CONSIGNE 1 ▸
D'après l'entretien, de quel groupe Myd fait-il partie ?
CONSIGNE 2 ▸
Recopiez le passage de l'entretien qui commence par "Je ne suis pas" et se termine par "la chante !".

Je ne suis pas obsédée spécialement par les 80’s mais c’est vrai que quand j’ai découvert Portishead, par exemple, j’ai tout de suite accroché sur la structure musicale, les sons utilisés, les voix, le côté atmosphérique de la musique… J’ai trouvé une manière de procéder en musique qui était proche de ce que je ressentais. Mais ça ne m’empêche pas d’écouter d’autres choses. Si demain tu me mets n’importe quelle chanson de Mariah Carey, je te la chante !

C’est entre autres Pierrick Devin (qui a, entre autre, fait un projet avec Alex Gopher) et Myd de Club Cheval qui ont produit votre premier album. Comment s’est passée respectivement la rencontre ?

J’ai commencé à travailler en studio avec Pierrick qui avait l’expérience de la prod. Il a vraiment, grâce à son expérience de la prod, cadré mon projet. Parallèlement, je suis devenue amie avec Myd des Club Cheval. Il m’avait déjà aidé à arranger des titres sur le premier EP et on avait très envie de continuer à des choses ensemble. Dès que je bloquais sur un titre, je lui demandais des conseils et il m’aidait en m’amenant vers des choses que je n’osais pas faire sans recul. Voilà.

C’est quoi la thématique principale de vos chansons ?

On retrouve très souvent dans ma musique l’idée de course vers l’avant, de recherche de quelque chose ou de quelqu’un. Ça revient souvent dans le lexique. Mes textes décrivent aussi plus des paysages que de gens. Ma musique est imagée. Le seul titre terre à terre serait peut être “Your Eyes” qui est vraiment pour le coup la balade ricaine par excellence.

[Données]
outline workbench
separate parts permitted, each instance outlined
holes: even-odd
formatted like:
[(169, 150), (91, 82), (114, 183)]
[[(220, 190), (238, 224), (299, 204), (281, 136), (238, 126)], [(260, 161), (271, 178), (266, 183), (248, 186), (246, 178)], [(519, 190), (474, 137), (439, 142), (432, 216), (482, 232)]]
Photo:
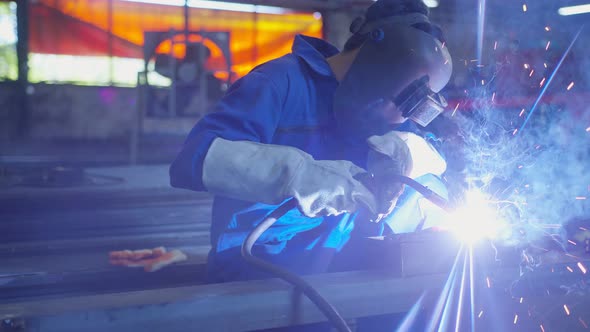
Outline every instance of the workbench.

CORRIGÉ 1 ▸
Club Cheval.

CORRIGÉ 2 ▸
Je ne suis pas obsédée spécialement par les 80’s mais c’est vrai que quand j’ai découvert Portishead, par exemple, j’ai tout de suite accroché sur la structure musicale, les sons utilisés, les voix, le côté atmosphérique de la musique… J’ai trouvé une manière de procéder en musique qui était proche de ce que je ressentais. Mais ça ne m’empêche pas d’écouter d’autres choses. Si demain tu me mets n’importe quelle chanson de Mariah Carey, je te la chante !